**Task objective**
Could you return every line of the material that contains the word "orange"?

**Stored data**
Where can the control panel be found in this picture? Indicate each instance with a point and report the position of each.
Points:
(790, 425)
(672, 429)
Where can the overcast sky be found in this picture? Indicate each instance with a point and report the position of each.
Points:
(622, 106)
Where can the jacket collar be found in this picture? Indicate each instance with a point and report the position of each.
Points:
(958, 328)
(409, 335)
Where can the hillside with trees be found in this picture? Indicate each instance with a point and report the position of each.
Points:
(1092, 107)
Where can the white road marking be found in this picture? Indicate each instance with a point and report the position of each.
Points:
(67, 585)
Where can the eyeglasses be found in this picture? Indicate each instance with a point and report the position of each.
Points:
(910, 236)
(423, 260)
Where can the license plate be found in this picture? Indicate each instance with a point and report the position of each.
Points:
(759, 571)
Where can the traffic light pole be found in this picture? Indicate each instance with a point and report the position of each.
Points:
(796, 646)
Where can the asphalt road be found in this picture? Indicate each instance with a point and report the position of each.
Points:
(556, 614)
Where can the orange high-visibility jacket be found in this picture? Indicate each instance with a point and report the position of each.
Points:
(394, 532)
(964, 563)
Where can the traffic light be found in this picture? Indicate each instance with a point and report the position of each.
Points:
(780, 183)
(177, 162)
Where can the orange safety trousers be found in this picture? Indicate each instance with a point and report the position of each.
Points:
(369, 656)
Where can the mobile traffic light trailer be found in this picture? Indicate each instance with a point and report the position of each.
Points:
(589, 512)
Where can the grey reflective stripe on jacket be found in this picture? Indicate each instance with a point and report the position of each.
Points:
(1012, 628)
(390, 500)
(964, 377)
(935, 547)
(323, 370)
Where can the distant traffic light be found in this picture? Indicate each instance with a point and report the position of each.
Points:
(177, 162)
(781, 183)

**Your solution**
Where can the orange high-visibility jacket be found in this picture? Indicate each instance with a point and report the position of each.
Where can the orange safety trousers be found in this picture? Indicate each instance with a point and report the position of each.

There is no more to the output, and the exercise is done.